--- Problem details ---
Exactly the lines starting at the line containing "Target: man in red shirt" and ending at the line containing "Task: point to every instance of the tall" are to be written out from the listing below, both included.

--- Entries supplied ---
________________________________________
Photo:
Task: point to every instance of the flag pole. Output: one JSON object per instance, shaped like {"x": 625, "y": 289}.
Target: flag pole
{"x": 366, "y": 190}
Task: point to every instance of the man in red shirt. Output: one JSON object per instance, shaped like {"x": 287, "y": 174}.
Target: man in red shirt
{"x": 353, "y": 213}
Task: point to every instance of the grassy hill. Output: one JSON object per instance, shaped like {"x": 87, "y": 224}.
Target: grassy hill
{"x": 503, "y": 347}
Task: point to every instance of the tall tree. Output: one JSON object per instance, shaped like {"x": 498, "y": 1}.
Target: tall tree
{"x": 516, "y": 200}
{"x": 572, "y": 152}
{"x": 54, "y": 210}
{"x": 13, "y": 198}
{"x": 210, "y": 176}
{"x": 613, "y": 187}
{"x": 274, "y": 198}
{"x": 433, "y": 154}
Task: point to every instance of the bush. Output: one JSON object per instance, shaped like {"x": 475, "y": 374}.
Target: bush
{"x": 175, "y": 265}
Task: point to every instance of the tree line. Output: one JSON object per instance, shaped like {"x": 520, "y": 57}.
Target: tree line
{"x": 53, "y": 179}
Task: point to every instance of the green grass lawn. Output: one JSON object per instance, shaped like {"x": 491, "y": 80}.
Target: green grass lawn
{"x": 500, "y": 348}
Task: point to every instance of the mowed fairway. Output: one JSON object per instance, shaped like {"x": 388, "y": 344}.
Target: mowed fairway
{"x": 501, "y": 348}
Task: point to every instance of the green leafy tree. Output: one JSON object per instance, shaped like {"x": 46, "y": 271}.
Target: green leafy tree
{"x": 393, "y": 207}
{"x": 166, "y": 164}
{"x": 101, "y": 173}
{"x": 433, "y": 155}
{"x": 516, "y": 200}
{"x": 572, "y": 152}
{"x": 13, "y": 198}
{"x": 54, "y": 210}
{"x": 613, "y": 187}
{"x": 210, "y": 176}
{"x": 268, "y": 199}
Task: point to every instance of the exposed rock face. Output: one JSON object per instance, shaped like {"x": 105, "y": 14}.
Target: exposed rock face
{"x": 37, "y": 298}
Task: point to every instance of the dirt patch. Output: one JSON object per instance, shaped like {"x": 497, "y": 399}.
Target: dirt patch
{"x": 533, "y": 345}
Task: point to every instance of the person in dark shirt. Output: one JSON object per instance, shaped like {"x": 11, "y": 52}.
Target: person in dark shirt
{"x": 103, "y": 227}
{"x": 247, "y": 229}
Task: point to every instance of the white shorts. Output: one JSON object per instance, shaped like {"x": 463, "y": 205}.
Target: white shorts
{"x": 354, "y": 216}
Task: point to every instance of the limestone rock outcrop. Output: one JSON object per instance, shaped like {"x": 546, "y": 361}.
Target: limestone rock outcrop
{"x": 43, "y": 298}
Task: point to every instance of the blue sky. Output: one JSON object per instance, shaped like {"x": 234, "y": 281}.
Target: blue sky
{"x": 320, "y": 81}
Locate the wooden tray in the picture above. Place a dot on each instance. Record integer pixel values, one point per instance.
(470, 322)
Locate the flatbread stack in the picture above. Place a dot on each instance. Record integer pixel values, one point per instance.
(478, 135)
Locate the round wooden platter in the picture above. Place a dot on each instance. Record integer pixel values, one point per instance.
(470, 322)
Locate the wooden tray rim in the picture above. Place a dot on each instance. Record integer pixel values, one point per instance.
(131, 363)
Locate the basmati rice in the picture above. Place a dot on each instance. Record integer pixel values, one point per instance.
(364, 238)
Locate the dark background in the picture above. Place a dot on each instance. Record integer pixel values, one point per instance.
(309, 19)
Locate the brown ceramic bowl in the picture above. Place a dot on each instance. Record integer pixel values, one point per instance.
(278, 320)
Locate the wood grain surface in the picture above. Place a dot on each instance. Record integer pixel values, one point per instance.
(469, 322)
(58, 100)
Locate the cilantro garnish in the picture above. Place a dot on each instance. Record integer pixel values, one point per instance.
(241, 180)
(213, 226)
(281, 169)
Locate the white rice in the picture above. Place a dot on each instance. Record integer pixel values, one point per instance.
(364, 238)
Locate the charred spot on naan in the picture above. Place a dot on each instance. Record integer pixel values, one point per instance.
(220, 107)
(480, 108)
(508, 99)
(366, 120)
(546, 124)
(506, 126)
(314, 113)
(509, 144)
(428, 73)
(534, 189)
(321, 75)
________________________________________
--- Solution to this problem ---
Target: man in red shirt
{"x": 353, "y": 213}
Task: point to every instance of the grassy hill. Output: one JSON object per instance, shaped like {"x": 87, "y": 224}.
Target: grassy hill
{"x": 503, "y": 347}
Task: point to every instance of the tall tree. Output: one JSON object per instance, shaped like {"x": 498, "y": 1}.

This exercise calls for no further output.